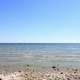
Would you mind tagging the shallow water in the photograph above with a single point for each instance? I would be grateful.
(19, 55)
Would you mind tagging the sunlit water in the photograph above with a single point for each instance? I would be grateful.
(39, 54)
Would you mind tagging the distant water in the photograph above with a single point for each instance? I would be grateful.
(46, 54)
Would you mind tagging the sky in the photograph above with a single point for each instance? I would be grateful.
(39, 21)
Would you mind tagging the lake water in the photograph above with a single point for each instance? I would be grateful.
(40, 54)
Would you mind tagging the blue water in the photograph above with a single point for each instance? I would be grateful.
(46, 54)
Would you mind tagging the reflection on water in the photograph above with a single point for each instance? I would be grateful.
(40, 54)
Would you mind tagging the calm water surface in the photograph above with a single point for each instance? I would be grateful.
(45, 54)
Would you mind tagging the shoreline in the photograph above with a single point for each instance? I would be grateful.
(53, 73)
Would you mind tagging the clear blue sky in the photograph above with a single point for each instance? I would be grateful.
(40, 21)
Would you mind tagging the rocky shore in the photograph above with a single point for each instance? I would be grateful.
(50, 74)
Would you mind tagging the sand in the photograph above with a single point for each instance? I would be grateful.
(50, 74)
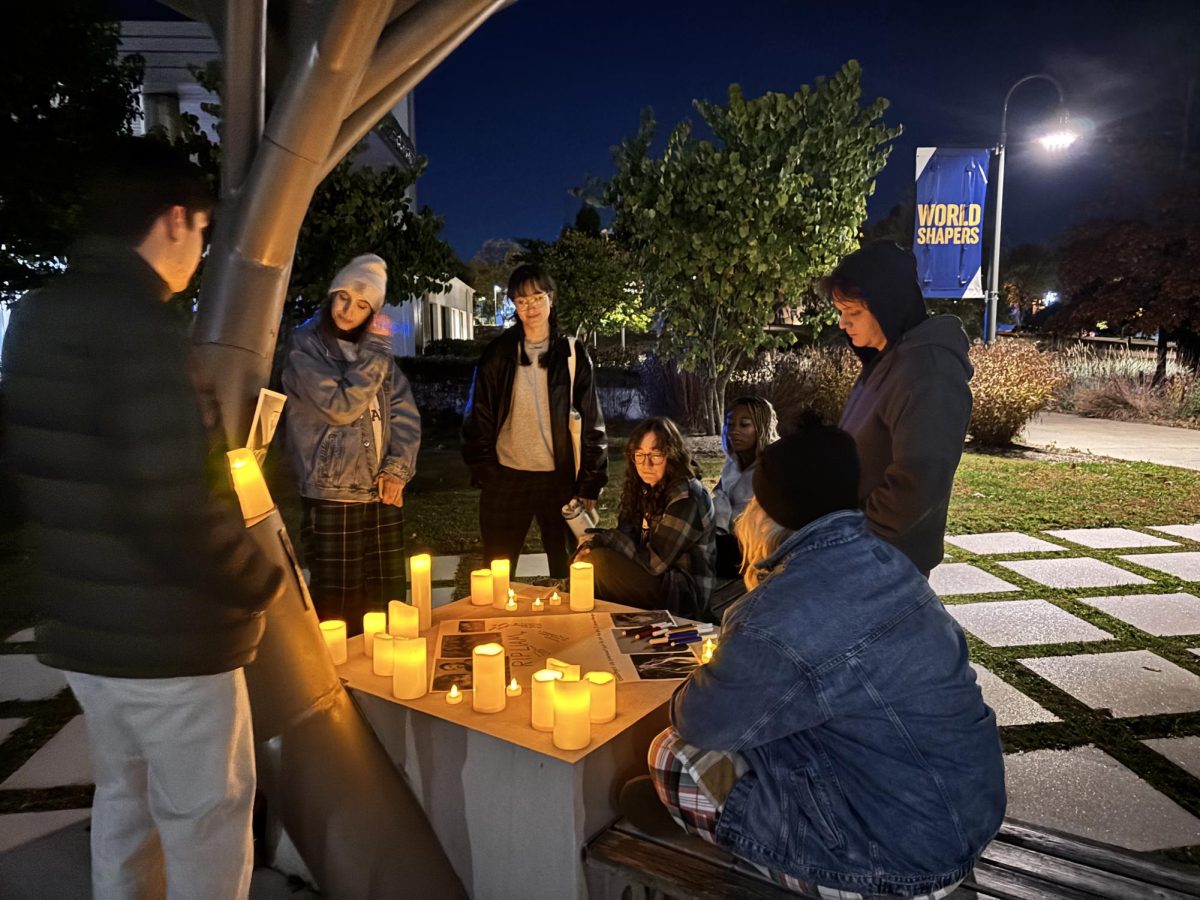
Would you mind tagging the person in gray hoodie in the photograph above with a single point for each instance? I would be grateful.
(910, 408)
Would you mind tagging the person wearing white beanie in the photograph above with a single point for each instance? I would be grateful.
(353, 435)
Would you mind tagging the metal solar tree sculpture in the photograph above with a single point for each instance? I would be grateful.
(305, 82)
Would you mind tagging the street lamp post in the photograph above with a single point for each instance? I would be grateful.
(1054, 141)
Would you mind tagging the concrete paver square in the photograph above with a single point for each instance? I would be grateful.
(1183, 753)
(1127, 683)
(63, 761)
(1001, 543)
(7, 726)
(1191, 532)
(1012, 623)
(1086, 792)
(1074, 573)
(24, 827)
(1110, 538)
(445, 568)
(1153, 613)
(22, 677)
(965, 579)
(532, 565)
(1012, 707)
(1181, 565)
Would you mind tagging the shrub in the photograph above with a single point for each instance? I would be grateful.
(807, 381)
(1012, 382)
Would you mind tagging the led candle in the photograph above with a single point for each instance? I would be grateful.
(372, 624)
(408, 679)
(403, 621)
(543, 702)
(423, 594)
(334, 631)
(570, 673)
(499, 582)
(487, 678)
(582, 587)
(604, 695)
(481, 587)
(573, 715)
(249, 484)
(381, 664)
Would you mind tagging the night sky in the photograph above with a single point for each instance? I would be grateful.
(531, 105)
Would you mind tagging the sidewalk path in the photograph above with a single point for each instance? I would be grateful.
(1122, 441)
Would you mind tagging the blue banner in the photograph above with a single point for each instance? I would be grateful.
(952, 186)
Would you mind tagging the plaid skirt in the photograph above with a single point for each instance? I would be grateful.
(355, 555)
(693, 784)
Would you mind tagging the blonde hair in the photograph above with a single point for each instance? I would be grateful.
(760, 535)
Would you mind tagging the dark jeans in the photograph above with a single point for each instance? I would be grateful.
(623, 581)
(510, 501)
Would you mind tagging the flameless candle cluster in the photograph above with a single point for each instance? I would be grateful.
(334, 631)
(423, 593)
(499, 583)
(582, 587)
(372, 624)
(481, 587)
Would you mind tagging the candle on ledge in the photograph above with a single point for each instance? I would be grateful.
(423, 593)
(487, 678)
(334, 631)
(570, 672)
(382, 663)
(372, 624)
(499, 583)
(481, 587)
(582, 587)
(543, 701)
(408, 678)
(604, 695)
(403, 621)
(573, 715)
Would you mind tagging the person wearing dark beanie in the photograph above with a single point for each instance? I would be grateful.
(837, 739)
(910, 408)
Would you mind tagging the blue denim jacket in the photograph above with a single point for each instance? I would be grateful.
(875, 763)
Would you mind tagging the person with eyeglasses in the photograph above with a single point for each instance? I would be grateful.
(663, 552)
(516, 433)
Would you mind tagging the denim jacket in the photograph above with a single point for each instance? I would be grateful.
(330, 437)
(875, 763)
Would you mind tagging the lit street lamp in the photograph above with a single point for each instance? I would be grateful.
(1057, 139)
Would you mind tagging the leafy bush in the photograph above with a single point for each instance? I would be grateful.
(807, 381)
(1012, 382)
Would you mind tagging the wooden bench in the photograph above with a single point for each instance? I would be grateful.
(1024, 863)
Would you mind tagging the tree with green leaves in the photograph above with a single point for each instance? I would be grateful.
(598, 285)
(726, 231)
(63, 89)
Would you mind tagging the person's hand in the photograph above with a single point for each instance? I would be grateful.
(381, 324)
(391, 490)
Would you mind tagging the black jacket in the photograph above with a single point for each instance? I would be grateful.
(491, 397)
(143, 568)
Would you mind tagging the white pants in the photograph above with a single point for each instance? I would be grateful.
(174, 761)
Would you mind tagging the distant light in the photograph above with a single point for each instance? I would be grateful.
(1057, 141)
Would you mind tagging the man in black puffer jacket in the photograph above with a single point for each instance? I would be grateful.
(150, 593)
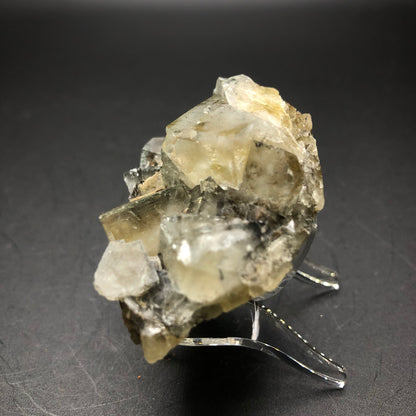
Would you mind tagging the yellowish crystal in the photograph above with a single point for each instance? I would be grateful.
(221, 206)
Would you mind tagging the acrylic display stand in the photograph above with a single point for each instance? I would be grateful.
(273, 336)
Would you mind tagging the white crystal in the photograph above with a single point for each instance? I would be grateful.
(125, 270)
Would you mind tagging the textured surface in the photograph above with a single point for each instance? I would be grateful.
(245, 170)
(71, 93)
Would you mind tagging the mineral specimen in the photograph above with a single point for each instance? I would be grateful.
(218, 210)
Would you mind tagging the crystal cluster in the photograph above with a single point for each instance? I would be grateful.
(218, 210)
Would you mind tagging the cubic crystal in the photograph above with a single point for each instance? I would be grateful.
(218, 211)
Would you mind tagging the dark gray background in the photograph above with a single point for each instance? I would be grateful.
(82, 90)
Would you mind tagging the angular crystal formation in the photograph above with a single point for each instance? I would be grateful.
(218, 211)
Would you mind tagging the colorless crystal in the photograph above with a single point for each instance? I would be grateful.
(221, 205)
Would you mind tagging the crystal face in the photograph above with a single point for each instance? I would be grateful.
(218, 210)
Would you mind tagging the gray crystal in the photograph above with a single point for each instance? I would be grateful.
(221, 205)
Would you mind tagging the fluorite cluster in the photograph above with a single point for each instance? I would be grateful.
(218, 210)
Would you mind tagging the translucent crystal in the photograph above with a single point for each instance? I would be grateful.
(221, 205)
(125, 270)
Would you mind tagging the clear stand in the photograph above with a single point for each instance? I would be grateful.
(273, 336)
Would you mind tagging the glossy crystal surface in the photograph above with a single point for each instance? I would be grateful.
(224, 203)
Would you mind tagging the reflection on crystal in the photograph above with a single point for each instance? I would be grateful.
(221, 206)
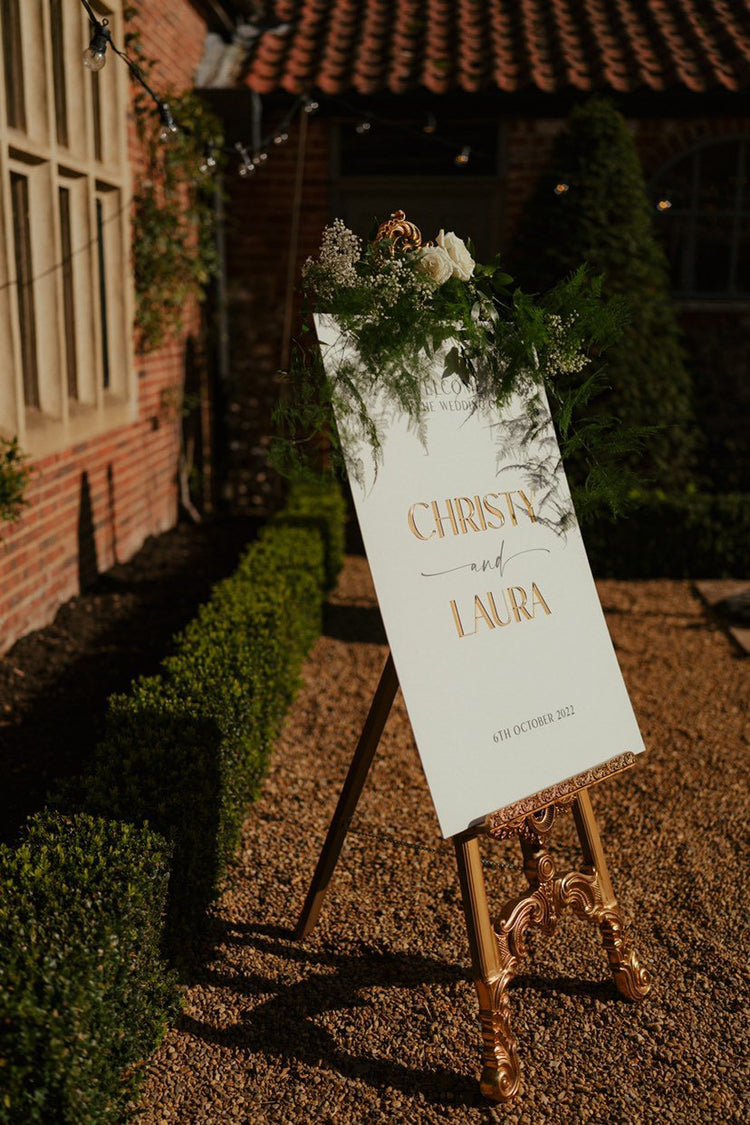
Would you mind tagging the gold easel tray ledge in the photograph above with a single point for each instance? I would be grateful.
(496, 821)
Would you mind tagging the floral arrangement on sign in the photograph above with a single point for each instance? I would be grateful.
(398, 302)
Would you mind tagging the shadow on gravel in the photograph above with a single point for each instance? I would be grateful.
(285, 1026)
(354, 624)
(604, 991)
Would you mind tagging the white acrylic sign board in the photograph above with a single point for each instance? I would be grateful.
(498, 638)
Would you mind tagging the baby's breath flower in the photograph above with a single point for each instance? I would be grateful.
(565, 354)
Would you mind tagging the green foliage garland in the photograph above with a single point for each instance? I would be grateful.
(398, 305)
(174, 253)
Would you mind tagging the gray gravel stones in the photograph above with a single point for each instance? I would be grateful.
(373, 1018)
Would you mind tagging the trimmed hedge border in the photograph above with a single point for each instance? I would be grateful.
(83, 991)
(186, 750)
(93, 899)
(695, 536)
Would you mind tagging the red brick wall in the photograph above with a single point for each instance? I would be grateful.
(259, 248)
(258, 242)
(130, 471)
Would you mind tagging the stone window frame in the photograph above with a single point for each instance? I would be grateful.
(77, 179)
(677, 225)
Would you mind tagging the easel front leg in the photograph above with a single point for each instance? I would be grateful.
(500, 1076)
(631, 979)
(350, 794)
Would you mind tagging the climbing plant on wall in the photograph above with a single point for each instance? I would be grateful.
(174, 252)
(15, 475)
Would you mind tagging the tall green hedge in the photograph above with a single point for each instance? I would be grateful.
(692, 536)
(83, 993)
(606, 219)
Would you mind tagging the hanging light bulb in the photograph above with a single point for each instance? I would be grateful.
(208, 163)
(246, 167)
(95, 56)
(170, 127)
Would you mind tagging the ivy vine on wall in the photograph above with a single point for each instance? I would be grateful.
(174, 253)
(15, 475)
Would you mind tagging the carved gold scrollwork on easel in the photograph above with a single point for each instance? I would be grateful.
(586, 892)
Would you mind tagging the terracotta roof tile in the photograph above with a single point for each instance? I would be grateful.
(395, 46)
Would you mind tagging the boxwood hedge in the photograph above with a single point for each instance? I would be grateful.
(184, 750)
(689, 536)
(83, 992)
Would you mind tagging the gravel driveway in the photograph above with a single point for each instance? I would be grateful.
(373, 1018)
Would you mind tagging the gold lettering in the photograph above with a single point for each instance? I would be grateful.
(496, 615)
(480, 513)
(512, 510)
(413, 524)
(441, 519)
(457, 619)
(466, 520)
(529, 504)
(481, 614)
(494, 511)
(538, 600)
(516, 606)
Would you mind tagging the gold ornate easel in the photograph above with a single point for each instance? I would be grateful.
(498, 946)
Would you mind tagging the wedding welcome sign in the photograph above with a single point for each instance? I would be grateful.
(499, 642)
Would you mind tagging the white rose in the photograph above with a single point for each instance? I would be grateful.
(435, 263)
(461, 260)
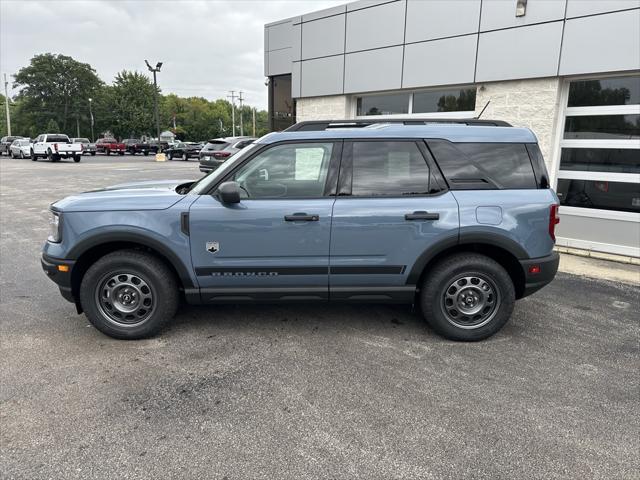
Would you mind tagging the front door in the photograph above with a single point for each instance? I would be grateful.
(392, 207)
(274, 244)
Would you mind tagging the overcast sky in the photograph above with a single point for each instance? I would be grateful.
(208, 47)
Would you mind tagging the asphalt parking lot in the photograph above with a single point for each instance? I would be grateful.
(302, 391)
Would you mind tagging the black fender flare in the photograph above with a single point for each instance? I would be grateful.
(464, 238)
(104, 238)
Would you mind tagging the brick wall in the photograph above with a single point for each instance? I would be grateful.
(334, 107)
(524, 103)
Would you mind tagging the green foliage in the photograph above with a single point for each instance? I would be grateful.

__ACTIVITY__
The range to set down runs from the line containing "Would you mind tagging the gold ornate" through the final line of the data, both ends included; give it exactly and drop the pictures.

__TASK SOLUTION__
Would you mind tagging the gold ornate easel in the photograph above with a single point for each instance? I would be grateful.
(498, 946)
Would you mind tagging the wedding welcome sign in the photograph above with a single point for each instance? I would be grateful.
(499, 642)
Would you mind tagging the white rose in the photograph above with a single point for each instance? I would be grateful.
(435, 263)
(461, 260)
Would you mind tagging the front door in the photograph above with a single point for each instance? I would be grateful.
(392, 207)
(274, 244)
Would you mind tagging the overcast sky in the photograph above with a single point for each instance? I would be grateful.
(208, 47)
Would you mind tagging the asphalt parking lot in the photograph above with a single point for each instance? I would be grateful.
(302, 391)
Would you mind tagging the black fender flare in the photograph above with a single point for each instance? I would be grateful.
(464, 238)
(104, 238)
Would you mind tagging the brick wall in the photograph above with a single point for each instance? I would be grateful.
(334, 107)
(524, 103)
Would you mind tagging the green foliage in the photograph above with a single point for each instance? I would be grateful.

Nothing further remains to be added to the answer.